To be done: Reproduce every line of the material below verbatim, omitting the pictures from your answer.

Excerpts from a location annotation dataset
+---+

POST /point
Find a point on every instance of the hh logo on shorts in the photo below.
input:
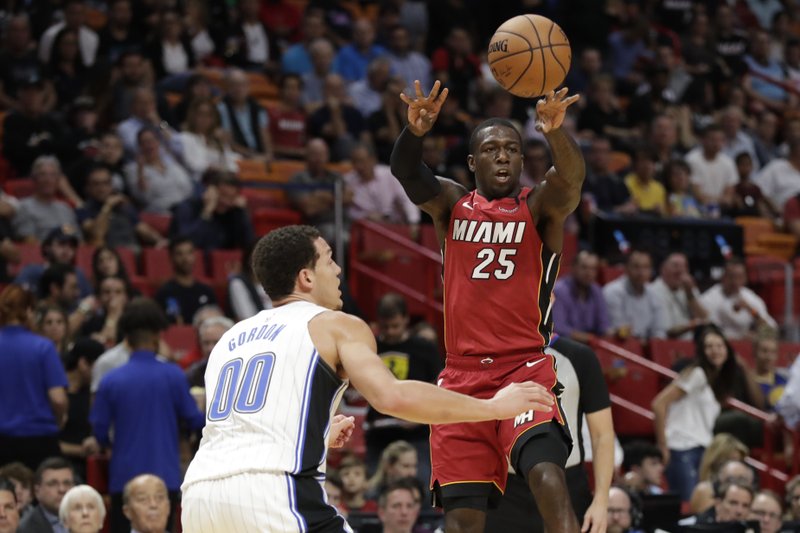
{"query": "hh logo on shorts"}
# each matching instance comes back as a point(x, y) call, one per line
point(524, 418)
point(397, 363)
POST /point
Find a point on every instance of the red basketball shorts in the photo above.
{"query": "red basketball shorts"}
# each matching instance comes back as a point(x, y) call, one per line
point(471, 459)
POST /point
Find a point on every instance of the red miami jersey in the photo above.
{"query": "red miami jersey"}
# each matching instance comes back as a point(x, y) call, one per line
point(498, 279)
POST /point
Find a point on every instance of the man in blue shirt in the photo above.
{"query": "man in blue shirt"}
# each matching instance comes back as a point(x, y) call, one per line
point(144, 401)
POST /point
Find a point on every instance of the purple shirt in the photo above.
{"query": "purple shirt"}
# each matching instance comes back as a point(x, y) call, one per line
point(571, 313)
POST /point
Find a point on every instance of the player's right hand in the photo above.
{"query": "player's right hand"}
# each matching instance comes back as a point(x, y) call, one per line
point(423, 110)
point(518, 398)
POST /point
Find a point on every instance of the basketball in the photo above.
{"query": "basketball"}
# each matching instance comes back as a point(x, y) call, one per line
point(529, 55)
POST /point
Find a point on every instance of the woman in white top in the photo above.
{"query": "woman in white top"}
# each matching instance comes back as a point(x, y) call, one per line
point(685, 411)
point(204, 143)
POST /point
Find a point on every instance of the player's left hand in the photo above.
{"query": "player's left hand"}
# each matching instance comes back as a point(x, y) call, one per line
point(341, 430)
point(551, 110)
point(595, 519)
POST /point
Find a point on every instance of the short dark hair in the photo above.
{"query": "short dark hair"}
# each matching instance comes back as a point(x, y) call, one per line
point(6, 485)
point(391, 305)
point(639, 450)
point(488, 123)
point(51, 463)
point(280, 255)
point(55, 273)
point(141, 319)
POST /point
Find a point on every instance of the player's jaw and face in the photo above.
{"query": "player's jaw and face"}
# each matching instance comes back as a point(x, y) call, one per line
point(325, 290)
point(497, 162)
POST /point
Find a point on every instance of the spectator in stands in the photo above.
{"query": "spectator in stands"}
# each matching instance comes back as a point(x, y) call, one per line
point(287, 120)
point(681, 202)
point(145, 502)
point(76, 439)
point(338, 122)
point(407, 63)
point(398, 460)
point(765, 137)
point(209, 333)
point(9, 514)
point(397, 508)
point(217, 220)
point(760, 82)
point(322, 57)
point(770, 378)
point(119, 403)
point(204, 143)
point(118, 35)
point(386, 123)
point(75, 20)
point(18, 61)
point(246, 296)
point(732, 306)
point(35, 132)
point(370, 91)
point(603, 188)
point(353, 474)
point(634, 307)
point(59, 247)
point(686, 409)
point(33, 400)
point(645, 460)
point(377, 196)
point(579, 310)
point(21, 477)
point(677, 291)
point(407, 357)
point(713, 172)
point(182, 295)
point(296, 58)
point(647, 194)
point(66, 69)
point(170, 53)
point(39, 214)
point(109, 219)
point(245, 121)
point(82, 510)
point(156, 181)
point(353, 59)
point(780, 179)
point(729, 471)
point(53, 479)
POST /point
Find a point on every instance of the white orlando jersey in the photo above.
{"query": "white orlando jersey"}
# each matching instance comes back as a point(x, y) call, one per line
point(269, 399)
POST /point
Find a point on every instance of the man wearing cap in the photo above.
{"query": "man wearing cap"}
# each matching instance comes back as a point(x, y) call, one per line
point(59, 247)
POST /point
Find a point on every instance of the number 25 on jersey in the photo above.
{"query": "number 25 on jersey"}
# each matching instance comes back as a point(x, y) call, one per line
point(491, 258)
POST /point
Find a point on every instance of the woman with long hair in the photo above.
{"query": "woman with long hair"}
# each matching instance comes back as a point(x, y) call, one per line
point(33, 396)
point(685, 411)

+---+

Final answer:
POST /point
Find a point on every instance of the hh logo on shorts in the photo below.
input:
{"query": "hh logo on shorts"}
# each matching instance comes back as a point(x, y) call, one per line
point(524, 418)
point(397, 363)
POST /point
Find a point on every instance of the red basketball shorts in the photo above.
{"query": "red basketball shorts"}
# each matching instance comes back as a point(x, y) call, one per line
point(471, 459)
POST /point
Find a point on every instance of the red miami jersey in the photo above.
{"query": "red miami jersey"}
# each matching instance comes back as a point(x, y) call, one per line
point(498, 279)
POST /point
Find a point on every instance of the man in blue shirt in the photo above.
{"query": "man in blue shirt"}
# each matching instance comes back as a point(x, y) call, one per line
point(144, 401)
POST /point
Find a point on every instance of the purple shirt in the photo above.
{"query": "purple shirt"}
# each matching instance comes back as a point(x, y) call, one per line
point(571, 313)
POST /point
Find a point on every instance of the player's right hand in the photo above.
{"query": "player's right hand"}
# each matching instance comes back as a point(x, y) call, one per line
point(423, 110)
point(518, 398)
POST /point
Find a point on every instance of the basketball in the photo above.
{"query": "basketball"}
# each matching instance comes back as a point(x, y) call, one per line
point(529, 55)
POST /point
Find a point on every instance of the woman in white top in the photo above.
{"query": "woman in white top"}
# each matching instance comes back as a point(x, y) call, one per line
point(685, 411)
point(204, 143)
POST /point
Find a point on every instance of the player's left hand in the photo above.
{"query": "player's left hand"}
# each matching instance comes back as a point(x, y) call, one per line
point(341, 430)
point(551, 110)
point(595, 519)
POST /point
Find a point on every instance of the short dark hair in the photo above.
{"query": "short dark hair"}
# each matching instance comes back as a point(x, y) call, one per line
point(6, 485)
point(391, 305)
point(639, 450)
point(488, 123)
point(51, 463)
point(280, 255)
point(55, 273)
point(141, 319)
POST /point
Find a point on every instance of the player's jaw and face in the photo above.
{"query": "player's jaw and face"}
# each matching instance comes back as a point(x, y) call, one per line
point(325, 290)
point(497, 162)
POST /point
Find a point on every instance of the spectator in stands in the photo above.
{"query": "spectator in stands"}
# each matching instance comes back as a point(x, y) call, one per line
point(287, 120)
point(681, 202)
point(145, 502)
point(76, 439)
point(338, 122)
point(407, 63)
point(398, 460)
point(765, 137)
point(209, 333)
point(9, 514)
point(397, 508)
point(217, 220)
point(760, 82)
point(322, 57)
point(770, 378)
point(119, 403)
point(204, 143)
point(118, 35)
point(386, 123)
point(75, 20)
point(18, 61)
point(246, 296)
point(732, 306)
point(35, 132)
point(370, 91)
point(603, 188)
point(353, 474)
point(634, 307)
point(59, 247)
point(686, 409)
point(33, 400)
point(645, 460)
point(377, 196)
point(579, 310)
point(21, 477)
point(677, 291)
point(407, 357)
point(713, 172)
point(182, 295)
point(296, 58)
point(647, 194)
point(66, 69)
point(170, 53)
point(39, 214)
point(109, 219)
point(245, 121)
point(82, 510)
point(156, 181)
point(353, 59)
point(780, 179)
point(729, 471)
point(53, 479)
POST /point
Find a point on every instance of the white orlando jersey in the photo above.
{"query": "white orlando jersey"}
# each matching instance comes back as a point(x, y) call, one per line
point(269, 399)
POST /point
Find a point on every instance of the man wearing cap in the photo above.
{"query": "man wearing cap"}
# each matching instance comes back as a point(x, y) call, one per line
point(59, 247)
POST /point
Find a point on every instance of the number 25 on jersey in the photo above.
{"query": "number 25 on jersey"}
# each matching instance comes back as a point(x, y) call, one per line
point(491, 258)
POST /point
Find a point on every instance of the woman with long hair in the photo above.
{"query": "woman with long hair"}
# each matching instance comes back as a point(x, y) call, one per line
point(33, 396)
point(685, 411)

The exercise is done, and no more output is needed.